STATED TASK — Will you print the lines verbatim from the start of the records through the line containing "pixel 466 248", both ends included? Leave the pictures out.

Point-based annotation records:
◆ ◆ ◆ ◆ ◆

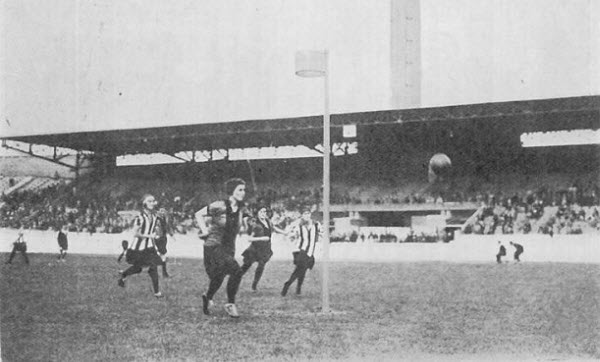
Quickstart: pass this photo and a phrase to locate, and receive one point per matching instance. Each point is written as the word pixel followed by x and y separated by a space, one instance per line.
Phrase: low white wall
pixel 466 248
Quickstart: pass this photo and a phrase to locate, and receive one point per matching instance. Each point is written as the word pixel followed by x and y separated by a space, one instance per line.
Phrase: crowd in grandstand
pixel 107 206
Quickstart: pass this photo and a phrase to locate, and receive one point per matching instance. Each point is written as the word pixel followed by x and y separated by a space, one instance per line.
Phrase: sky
pixel 68 66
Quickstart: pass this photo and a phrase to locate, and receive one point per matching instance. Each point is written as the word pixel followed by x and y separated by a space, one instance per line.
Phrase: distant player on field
pixel 63 243
pixel 259 251
pixel 19 245
pixel 307 233
pixel 142 252
pixel 220 223
pixel 161 243
pixel 501 252
pixel 518 250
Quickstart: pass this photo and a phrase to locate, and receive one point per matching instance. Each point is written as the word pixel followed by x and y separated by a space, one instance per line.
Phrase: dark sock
pixel 258 274
pixel 232 286
pixel 153 271
pixel 213 286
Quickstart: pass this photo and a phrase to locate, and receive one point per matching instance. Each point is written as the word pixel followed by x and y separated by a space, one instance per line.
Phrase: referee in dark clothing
pixel 307 234
pixel 259 251
pixel 220 224
pixel 142 252
pixel 501 252
pixel 518 250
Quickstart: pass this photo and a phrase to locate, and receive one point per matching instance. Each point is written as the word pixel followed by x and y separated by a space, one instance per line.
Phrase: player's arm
pixel 201 216
pixel 280 230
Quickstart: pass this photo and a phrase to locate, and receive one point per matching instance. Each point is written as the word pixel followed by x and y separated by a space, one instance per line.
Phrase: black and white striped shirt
pixel 145 224
pixel 308 236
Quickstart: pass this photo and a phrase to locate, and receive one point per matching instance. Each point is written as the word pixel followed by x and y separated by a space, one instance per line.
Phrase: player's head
pixel 148 202
pixel 262 211
pixel 306 214
pixel 236 188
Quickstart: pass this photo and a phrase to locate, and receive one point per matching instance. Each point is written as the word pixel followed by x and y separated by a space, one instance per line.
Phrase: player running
pixel 307 233
pixel 63 243
pixel 142 252
pixel 259 251
pixel 220 223
pixel 19 245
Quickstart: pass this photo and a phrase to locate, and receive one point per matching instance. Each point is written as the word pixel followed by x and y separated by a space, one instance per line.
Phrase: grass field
pixel 411 311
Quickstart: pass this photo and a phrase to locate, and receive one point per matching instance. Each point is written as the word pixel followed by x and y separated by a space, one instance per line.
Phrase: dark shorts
pixel 22 247
pixel 142 258
pixel 219 261
pixel 161 245
pixel 257 253
pixel 302 259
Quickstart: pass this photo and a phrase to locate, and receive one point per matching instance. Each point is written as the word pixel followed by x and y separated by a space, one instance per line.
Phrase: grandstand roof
pixel 538 115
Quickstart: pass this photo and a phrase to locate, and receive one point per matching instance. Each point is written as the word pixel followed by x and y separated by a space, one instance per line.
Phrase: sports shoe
pixel 231 309
pixel 206 304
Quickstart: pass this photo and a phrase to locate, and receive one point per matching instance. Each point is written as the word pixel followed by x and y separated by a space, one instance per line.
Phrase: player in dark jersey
pixel 307 233
pixel 63 243
pixel 142 251
pixel 161 243
pixel 220 223
pixel 19 245
pixel 501 252
pixel 518 250
pixel 259 251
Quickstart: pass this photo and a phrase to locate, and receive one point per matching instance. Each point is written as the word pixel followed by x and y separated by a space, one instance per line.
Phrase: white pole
pixel 326 188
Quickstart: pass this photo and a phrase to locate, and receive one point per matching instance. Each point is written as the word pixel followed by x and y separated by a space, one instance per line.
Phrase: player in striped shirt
pixel 307 233
pixel 142 252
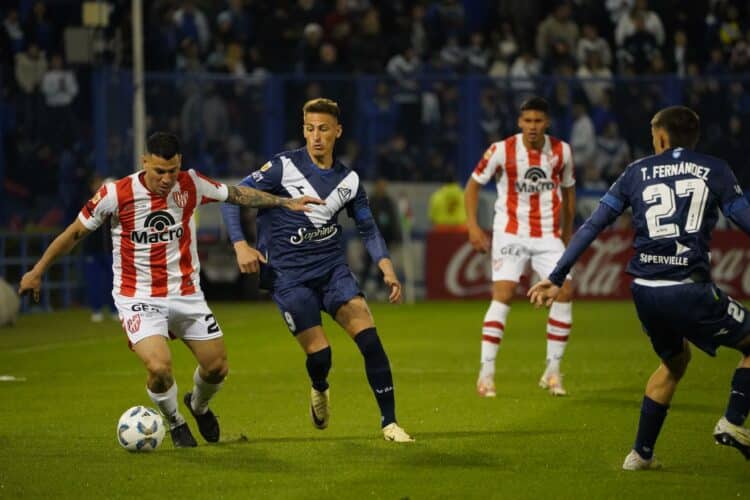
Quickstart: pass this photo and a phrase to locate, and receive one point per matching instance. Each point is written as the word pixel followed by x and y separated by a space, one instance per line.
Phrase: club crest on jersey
pixel 157 229
pixel 314 234
pixel 180 198
pixel 534 181
pixel 344 194
pixel 133 324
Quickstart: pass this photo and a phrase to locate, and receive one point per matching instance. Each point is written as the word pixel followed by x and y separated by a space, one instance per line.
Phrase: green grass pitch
pixel 57 428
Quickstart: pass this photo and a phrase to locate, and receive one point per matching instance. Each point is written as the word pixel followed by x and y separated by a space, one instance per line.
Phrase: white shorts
pixel 187 317
pixel 511 254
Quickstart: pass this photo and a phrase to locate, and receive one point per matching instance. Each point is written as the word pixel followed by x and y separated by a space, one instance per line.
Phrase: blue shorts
pixel 698 312
pixel 300 305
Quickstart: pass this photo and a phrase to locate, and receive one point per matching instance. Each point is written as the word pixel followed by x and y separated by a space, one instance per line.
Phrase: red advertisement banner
pixel 455 271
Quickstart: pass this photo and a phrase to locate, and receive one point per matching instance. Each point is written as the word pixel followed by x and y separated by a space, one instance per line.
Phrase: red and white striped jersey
pixel 528 184
pixel 153 237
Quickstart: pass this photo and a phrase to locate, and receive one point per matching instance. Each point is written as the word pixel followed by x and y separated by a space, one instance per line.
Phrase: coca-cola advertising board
pixel 456 271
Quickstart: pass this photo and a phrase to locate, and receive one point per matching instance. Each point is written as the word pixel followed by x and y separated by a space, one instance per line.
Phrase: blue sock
pixel 378 373
pixel 652 418
pixel 739 399
pixel 318 364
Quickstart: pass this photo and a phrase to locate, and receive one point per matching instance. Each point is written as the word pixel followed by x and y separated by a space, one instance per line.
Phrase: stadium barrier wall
pixel 454 270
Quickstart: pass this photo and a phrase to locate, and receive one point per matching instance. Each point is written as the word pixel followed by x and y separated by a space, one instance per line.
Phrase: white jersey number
pixel 662 199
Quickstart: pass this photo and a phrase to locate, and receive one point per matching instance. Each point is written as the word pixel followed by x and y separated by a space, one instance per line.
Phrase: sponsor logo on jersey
pixel 144 307
pixel 534 181
pixel 180 198
pixel 314 234
pixel 344 194
pixel 157 229
pixel 670 260
pixel 133 324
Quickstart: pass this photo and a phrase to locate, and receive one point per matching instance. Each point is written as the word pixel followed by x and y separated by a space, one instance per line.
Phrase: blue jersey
pixel 303 246
pixel 675 197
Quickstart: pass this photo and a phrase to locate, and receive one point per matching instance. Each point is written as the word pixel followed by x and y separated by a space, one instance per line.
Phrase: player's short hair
pixel 682 125
pixel 535 104
pixel 163 145
pixel 322 105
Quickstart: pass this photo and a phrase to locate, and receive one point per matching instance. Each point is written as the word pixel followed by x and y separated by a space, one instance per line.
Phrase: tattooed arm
pixel 255 198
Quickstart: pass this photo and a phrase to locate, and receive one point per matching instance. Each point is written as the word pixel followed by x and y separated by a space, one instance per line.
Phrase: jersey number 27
pixel 661 197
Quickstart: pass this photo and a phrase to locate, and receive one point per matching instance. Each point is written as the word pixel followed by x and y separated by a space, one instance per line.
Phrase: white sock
pixel 492 335
pixel 167 404
pixel 558 328
pixel 202 392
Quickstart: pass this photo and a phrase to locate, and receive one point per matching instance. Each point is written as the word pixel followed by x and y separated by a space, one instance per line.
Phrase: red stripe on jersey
pixel 126 208
pixel 511 204
pixel 187 287
pixel 494 324
pixel 559 324
pixel 535 212
pixel 485 159
pixel 158 259
pixel 557 152
pixel 207 179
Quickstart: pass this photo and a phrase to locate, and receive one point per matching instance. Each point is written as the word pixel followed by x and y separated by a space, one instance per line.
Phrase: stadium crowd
pixel 604 66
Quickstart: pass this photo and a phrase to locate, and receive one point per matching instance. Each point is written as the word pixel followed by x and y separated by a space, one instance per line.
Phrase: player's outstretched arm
pixel 543 293
pixel 391 280
pixel 63 244
pixel 477 236
pixel 255 198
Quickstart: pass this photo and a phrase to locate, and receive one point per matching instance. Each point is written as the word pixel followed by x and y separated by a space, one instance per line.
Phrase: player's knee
pixel 160 371
pixel 677 365
pixel 217 370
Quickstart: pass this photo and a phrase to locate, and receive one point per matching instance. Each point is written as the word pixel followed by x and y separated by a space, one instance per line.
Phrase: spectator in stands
pixel 629 24
pixel 40 30
pixel 30 68
pixel 596 78
pixel 308 50
pixel 612 153
pixel 368 48
pixel 59 87
pixel 557 36
pixel 524 70
pixel 385 215
pixel 582 135
pixel 13 31
pixel 591 42
pixel 191 23
pixel 405 69
pixel 338 26
pixel 505 50
pixel 446 206
pixel 733 147
pixel 396 160
pixel 477 54
pixel 639 47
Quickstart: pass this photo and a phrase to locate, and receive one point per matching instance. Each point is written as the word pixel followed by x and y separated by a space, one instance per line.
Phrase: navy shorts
pixel 300 305
pixel 698 312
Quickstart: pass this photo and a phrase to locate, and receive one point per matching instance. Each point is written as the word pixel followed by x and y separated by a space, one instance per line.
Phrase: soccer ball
pixel 140 429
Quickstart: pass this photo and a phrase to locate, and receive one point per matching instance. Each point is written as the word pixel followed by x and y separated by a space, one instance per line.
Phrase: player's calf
pixel 208 424
pixel 729 434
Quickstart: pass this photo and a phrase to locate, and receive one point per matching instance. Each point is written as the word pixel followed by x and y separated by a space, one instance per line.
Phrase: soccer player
pixel 674 195
pixel 535 190
pixel 302 261
pixel 156 273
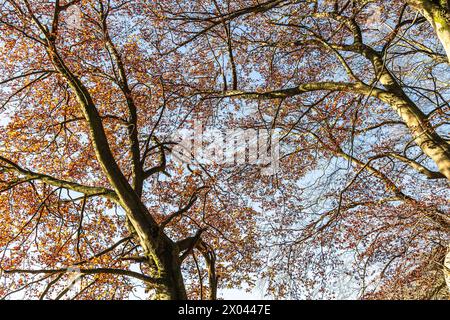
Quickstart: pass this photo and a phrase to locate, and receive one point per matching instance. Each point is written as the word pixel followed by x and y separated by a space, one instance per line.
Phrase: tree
pixel 356 93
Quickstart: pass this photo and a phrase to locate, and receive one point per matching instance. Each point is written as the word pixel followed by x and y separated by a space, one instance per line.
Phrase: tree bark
pixel 437 14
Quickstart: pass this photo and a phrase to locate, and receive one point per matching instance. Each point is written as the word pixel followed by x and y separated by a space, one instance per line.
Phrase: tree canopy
pixel 97 203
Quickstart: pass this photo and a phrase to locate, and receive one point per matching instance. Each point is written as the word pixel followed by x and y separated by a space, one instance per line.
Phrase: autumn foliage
pixel 95 204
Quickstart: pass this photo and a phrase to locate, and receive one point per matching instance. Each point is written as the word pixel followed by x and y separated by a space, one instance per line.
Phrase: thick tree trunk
pixel 438 15
pixel 447 268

◆ ◆ ◆ ◆ ◆

TASK ANSWER —
Quickstart: pass this photo and a phrase to locate, and receive one point per matching instance. Each point is written as the word pixel followed by x and y separated by a space, one instance per line.
Phrase: low white wall
pixel 466 248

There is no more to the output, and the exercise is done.